What you are asked to do: From the first line to the last, transcribe the data exactly.

Record set:
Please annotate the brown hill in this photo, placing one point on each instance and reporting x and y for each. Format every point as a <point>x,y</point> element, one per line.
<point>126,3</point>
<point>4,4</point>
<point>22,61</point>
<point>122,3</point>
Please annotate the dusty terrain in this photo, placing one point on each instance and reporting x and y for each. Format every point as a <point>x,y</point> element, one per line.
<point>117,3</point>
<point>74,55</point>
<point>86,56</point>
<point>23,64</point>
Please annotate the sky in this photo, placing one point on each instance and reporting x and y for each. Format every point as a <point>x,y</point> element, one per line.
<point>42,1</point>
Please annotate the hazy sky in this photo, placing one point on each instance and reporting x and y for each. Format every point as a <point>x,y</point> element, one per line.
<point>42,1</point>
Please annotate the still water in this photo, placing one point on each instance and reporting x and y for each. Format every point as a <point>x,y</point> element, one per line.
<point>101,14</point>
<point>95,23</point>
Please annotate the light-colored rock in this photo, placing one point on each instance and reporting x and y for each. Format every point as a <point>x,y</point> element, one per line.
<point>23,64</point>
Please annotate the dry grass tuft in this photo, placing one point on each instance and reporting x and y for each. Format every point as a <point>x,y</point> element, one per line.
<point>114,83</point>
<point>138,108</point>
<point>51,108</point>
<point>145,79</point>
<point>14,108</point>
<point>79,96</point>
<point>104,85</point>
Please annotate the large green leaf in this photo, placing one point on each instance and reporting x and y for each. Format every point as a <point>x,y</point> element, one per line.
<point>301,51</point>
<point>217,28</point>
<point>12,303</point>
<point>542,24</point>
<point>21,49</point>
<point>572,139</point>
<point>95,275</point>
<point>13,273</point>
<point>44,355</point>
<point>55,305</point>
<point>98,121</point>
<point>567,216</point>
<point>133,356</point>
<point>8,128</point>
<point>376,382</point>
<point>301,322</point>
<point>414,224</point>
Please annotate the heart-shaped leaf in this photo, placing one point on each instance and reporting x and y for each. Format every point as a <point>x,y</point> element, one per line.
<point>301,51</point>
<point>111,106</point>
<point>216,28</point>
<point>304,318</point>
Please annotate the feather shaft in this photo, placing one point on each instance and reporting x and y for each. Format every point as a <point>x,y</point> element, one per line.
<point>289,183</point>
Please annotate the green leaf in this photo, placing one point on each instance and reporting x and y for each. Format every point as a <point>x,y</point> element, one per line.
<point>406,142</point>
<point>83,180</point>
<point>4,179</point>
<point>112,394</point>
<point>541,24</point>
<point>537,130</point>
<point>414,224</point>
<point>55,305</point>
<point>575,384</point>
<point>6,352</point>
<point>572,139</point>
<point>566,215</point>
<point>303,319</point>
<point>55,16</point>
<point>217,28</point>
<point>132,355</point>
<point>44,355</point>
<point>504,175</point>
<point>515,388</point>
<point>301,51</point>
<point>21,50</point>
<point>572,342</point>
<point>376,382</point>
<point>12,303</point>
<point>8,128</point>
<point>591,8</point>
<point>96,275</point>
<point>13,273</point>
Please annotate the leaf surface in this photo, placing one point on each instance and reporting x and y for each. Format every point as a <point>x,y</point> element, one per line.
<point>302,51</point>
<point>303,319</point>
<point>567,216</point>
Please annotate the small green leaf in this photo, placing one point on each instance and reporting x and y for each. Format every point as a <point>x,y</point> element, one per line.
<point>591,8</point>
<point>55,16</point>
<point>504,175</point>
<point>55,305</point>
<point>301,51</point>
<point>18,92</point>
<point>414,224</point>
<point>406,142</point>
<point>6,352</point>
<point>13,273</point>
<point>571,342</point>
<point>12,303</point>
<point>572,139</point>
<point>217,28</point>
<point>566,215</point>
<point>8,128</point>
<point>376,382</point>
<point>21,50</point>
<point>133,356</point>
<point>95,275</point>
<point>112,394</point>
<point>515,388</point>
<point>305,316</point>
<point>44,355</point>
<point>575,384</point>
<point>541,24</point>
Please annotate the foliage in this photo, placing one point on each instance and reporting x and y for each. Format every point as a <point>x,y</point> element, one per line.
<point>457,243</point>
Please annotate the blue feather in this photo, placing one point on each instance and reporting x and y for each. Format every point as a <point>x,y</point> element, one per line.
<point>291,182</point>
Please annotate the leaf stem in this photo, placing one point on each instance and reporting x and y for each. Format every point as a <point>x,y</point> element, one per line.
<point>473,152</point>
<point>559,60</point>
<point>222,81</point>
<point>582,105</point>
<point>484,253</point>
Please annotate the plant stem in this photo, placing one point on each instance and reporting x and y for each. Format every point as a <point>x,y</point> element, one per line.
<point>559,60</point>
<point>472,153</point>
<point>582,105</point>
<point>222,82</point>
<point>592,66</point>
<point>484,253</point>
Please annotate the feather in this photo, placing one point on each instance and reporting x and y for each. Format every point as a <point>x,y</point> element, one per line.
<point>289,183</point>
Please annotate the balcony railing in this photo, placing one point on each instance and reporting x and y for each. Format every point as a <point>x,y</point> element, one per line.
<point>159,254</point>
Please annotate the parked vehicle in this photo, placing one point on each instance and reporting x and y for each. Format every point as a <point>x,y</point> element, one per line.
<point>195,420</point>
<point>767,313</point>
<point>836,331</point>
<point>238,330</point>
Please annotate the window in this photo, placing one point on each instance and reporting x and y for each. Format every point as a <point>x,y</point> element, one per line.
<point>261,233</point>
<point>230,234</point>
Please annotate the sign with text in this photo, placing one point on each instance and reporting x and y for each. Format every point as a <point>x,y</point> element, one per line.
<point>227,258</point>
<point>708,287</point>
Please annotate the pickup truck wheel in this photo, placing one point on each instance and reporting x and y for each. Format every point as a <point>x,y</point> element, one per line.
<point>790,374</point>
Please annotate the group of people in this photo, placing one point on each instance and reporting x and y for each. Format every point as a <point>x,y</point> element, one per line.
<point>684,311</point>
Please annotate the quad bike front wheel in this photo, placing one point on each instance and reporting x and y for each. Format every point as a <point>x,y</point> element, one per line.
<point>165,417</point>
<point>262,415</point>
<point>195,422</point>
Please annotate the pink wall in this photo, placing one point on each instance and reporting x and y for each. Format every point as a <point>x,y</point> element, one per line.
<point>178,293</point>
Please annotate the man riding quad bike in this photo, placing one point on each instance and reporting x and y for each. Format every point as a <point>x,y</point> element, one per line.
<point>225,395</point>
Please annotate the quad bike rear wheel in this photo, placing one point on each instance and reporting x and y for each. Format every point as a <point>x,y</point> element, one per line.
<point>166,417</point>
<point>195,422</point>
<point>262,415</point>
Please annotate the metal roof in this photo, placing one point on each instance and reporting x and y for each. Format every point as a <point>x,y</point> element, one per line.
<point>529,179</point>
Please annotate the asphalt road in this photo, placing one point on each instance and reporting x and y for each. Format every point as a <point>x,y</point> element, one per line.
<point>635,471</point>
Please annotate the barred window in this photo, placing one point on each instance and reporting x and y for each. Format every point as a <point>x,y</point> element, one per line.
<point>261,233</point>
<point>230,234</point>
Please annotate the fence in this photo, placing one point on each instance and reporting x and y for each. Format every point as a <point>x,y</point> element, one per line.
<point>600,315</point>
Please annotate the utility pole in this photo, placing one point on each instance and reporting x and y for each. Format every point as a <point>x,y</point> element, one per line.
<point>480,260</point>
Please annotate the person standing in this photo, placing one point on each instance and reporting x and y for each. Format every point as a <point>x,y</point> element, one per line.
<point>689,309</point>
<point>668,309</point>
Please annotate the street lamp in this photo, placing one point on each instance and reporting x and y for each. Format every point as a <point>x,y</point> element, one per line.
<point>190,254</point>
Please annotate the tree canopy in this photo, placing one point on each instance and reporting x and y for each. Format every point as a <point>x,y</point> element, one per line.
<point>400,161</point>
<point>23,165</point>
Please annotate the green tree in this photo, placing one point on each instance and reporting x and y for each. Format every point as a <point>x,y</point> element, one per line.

Exercise solution:
Please annotate the brown hill in this photo, placing one point on each instance and reporting x and y for each. Format every point as a <point>x,y</point> element, one per line.
<point>126,3</point>
<point>4,4</point>
<point>22,61</point>
<point>122,3</point>
Please annotate the dusty terrain in this photo, placing one point on each instance and reporting x and y for each. Format every point as a <point>x,y</point> element, one per line.
<point>117,3</point>
<point>74,55</point>
<point>86,56</point>
<point>23,64</point>
Please annotate the sky in this photo, placing one point on each instance and reporting x and y for each. Format every point as a <point>x,y</point> element, one per line.
<point>42,1</point>
Please annotate the hazy sky in this photo, placing one point on each instance and reporting x and y for each. Format every point as a <point>x,y</point> element, one per line.
<point>42,1</point>
Please annotate the still water in this photo, placing one point on each instance and reporting x and y for each. Format every point as a <point>x,y</point> element, one per line.
<point>101,14</point>
<point>95,23</point>
Please annotate the light-colored rock in this photo, placing one point on each instance and reporting x and y for each. Format every point as a <point>x,y</point> element, one per line.
<point>23,64</point>
Please annotate the dry grass tuft in this photo, placing one point on each instance and reporting x and y for each. Format every point as a <point>x,y</point> element, one per line.
<point>114,83</point>
<point>138,108</point>
<point>51,108</point>
<point>145,79</point>
<point>14,108</point>
<point>79,96</point>
<point>104,85</point>
Please annotate the large green leaf in this photo, placing one point on each instance and reporting x and y for each. Format every point as a <point>x,y</point> element, one per line.
<point>301,51</point>
<point>217,28</point>
<point>12,303</point>
<point>542,24</point>
<point>21,49</point>
<point>572,139</point>
<point>95,275</point>
<point>13,273</point>
<point>44,355</point>
<point>55,305</point>
<point>98,121</point>
<point>567,216</point>
<point>133,356</point>
<point>8,128</point>
<point>376,382</point>
<point>301,322</point>
<point>414,224</point>
Please annotate the heart-shaped leaf in this photo, placing one point on each instance and reporting x and y for each. Format every point as a <point>x,y</point> element, one per line.
<point>301,51</point>
<point>111,106</point>
<point>216,28</point>
<point>304,318</point>
Please annotate the feather shaft in this photo, placing one point on each instance and reporting x and y for each. Format every point as a <point>x,y</point> element, one per line.
<point>289,183</point>
Please annotate the green leaf in this photo, placing one point on each instance and reporting x and y for each. Format every point as a <point>x,y</point> element, one per line.
<point>406,142</point>
<point>83,180</point>
<point>4,179</point>
<point>112,394</point>
<point>541,24</point>
<point>537,130</point>
<point>414,224</point>
<point>55,305</point>
<point>575,384</point>
<point>6,352</point>
<point>572,139</point>
<point>566,215</point>
<point>303,319</point>
<point>55,16</point>
<point>217,28</point>
<point>132,355</point>
<point>44,355</point>
<point>504,175</point>
<point>515,388</point>
<point>301,51</point>
<point>21,50</point>
<point>572,342</point>
<point>376,382</point>
<point>12,303</point>
<point>8,128</point>
<point>591,8</point>
<point>96,275</point>
<point>13,273</point>
Please annotate the leaf surface in this photo, placing one point on each instance and reporting x and y for each. Format every point as a <point>x,y</point> element, one per line.
<point>302,51</point>
<point>303,319</point>
<point>567,216</point>
Please annotate the small green leaf in this photo, placing one point on each instance and reporting x and y for each. Format every point as a <point>x,y</point> element, one per line.
<point>591,8</point>
<point>55,16</point>
<point>504,175</point>
<point>55,305</point>
<point>301,51</point>
<point>18,92</point>
<point>414,224</point>
<point>406,142</point>
<point>6,352</point>
<point>13,273</point>
<point>571,342</point>
<point>12,303</point>
<point>572,139</point>
<point>217,28</point>
<point>566,215</point>
<point>8,128</point>
<point>376,382</point>
<point>21,50</point>
<point>133,356</point>
<point>95,275</point>
<point>112,394</point>
<point>515,388</point>
<point>305,316</point>
<point>44,355</point>
<point>575,384</point>
<point>541,24</point>
Please annotate the foliage in this photo, placing one point on each instance and reporting x and y for each. Format every point as a <point>x,y</point> element, one per line.
<point>457,243</point>
Please annotate the blue feather in this photo, placing one point on each instance and reporting x and y for each. Format every point as a <point>x,y</point> element, one per line.
<point>291,182</point>
Please annotate the leaf stem in this photo, placing one point on each instance and reporting x and y for each. Format every point as a <point>x,y</point> element, one per line.
<point>473,152</point>
<point>559,60</point>
<point>222,81</point>
<point>582,105</point>
<point>484,253</point>
Please annotate the plant stem in this photo, placing one point on each instance and reporting x and y for each. Format every point as a <point>x,y</point> element, one per line.
<point>559,60</point>
<point>472,153</point>
<point>582,105</point>
<point>222,82</point>
<point>592,66</point>
<point>484,253</point>
Please annotate the feather in this photo, placing one point on each instance and reporting x and y for each. Format every point as a <point>x,y</point> element, one per line.
<point>289,183</point>
Please annotate the balcony railing in this photo, placing one point on each instance and reporting x and y for each. Format every point as a <point>x,y</point> element, one per line.
<point>159,254</point>
Please annotate the parked vehicle in this photo, placing one point on each instance and reporting x and y for each. Format every point as a <point>x,y</point> element, one per line.
<point>195,420</point>
<point>767,313</point>
<point>836,331</point>
<point>238,330</point>
Please annotate the window in this photo, placing one point on each instance and reporting x and y for each. Format every point as a <point>x,y</point> element, one per line.
<point>261,233</point>
<point>230,234</point>
Please annotate the sign with text in this photo, placing one point on each instance and reporting x and y for each. Format every point as a <point>x,y</point> element, one per line.
<point>227,258</point>
<point>708,287</point>
Please annotate the pickup truck wheel in this photo, placing one point on each instance and reporting x and y for each. Format every point as a <point>x,y</point> element, one per line.
<point>790,374</point>
Please annotate the group of people in this photo, placing one point on each instance and reporting x and y for each. Format every point as a <point>x,y</point> element, one per line.
<point>684,311</point>
Please annotate the quad bike front wheel in this photo, placing one point on each instance and reporting x and y for each. Format every point as a <point>x,y</point> element, one per line.
<point>165,417</point>
<point>262,415</point>
<point>195,422</point>
Please annotate the pink wall in this photo, placing one point on each instance and reporting x and y for each. Format every point as a <point>x,y</point> element, one per line.
<point>178,293</point>
Please annotate the man riding quad bike in this photo, placing one point on each instance and reporting x and y for each. Format every point as a <point>x,y</point> element, one per line.
<point>225,395</point>
Please annotate the quad bike rear wheel in this photo, placing one point on each instance and reporting x and y for each. Format every point as a <point>x,y</point> element, one per line.
<point>166,417</point>
<point>195,422</point>
<point>262,415</point>
Please annotate the metal roof in this photo, placing one point on each instance and reporting x and y for each. Format every point as a <point>x,y</point> element, one per line.
<point>529,179</point>
Please annotate the asphalt road in this photo, placing one point on each instance and reporting x and y for each. Format every point as a <point>x,y</point> element, one per line.
<point>635,471</point>
Please annotate the barred window in this photo, placing one point on each instance and reporting x and y for each. Format every point as a <point>x,y</point> element, one per line.
<point>261,233</point>
<point>230,234</point>
Please annotate the fence in this photo, placing one point on each instance and reporting x and y for each. Format every point as a <point>x,y</point> element, one per line.
<point>600,315</point>
Please annotate the utility pole in this photo, placing one point on each instance and reporting x and y for each. Format every point as a <point>x,y</point> element, one per line.
<point>480,260</point>
Please annotate the person standing in this photo, placing one point on each instance and reporting x and y for each. Format every point as a <point>x,y</point> element, one per line.
<point>689,309</point>
<point>668,309</point>
Please annotate the street lamp in this photo, placing one point on each instance and reporting x and y for each. Format every point as a <point>x,y</point> element, one per line.
<point>190,254</point>
Please annotate the tree canopy in this photo, placing one point on each instance and reporting x and y for each. Format every point as a <point>x,y</point> element, one per line.
<point>400,161</point>
<point>23,165</point>
Please annotate the green tree in this photo, placing one point on each instance and reporting x and y for each. Format every point as a <point>x,y</point> element, one per line.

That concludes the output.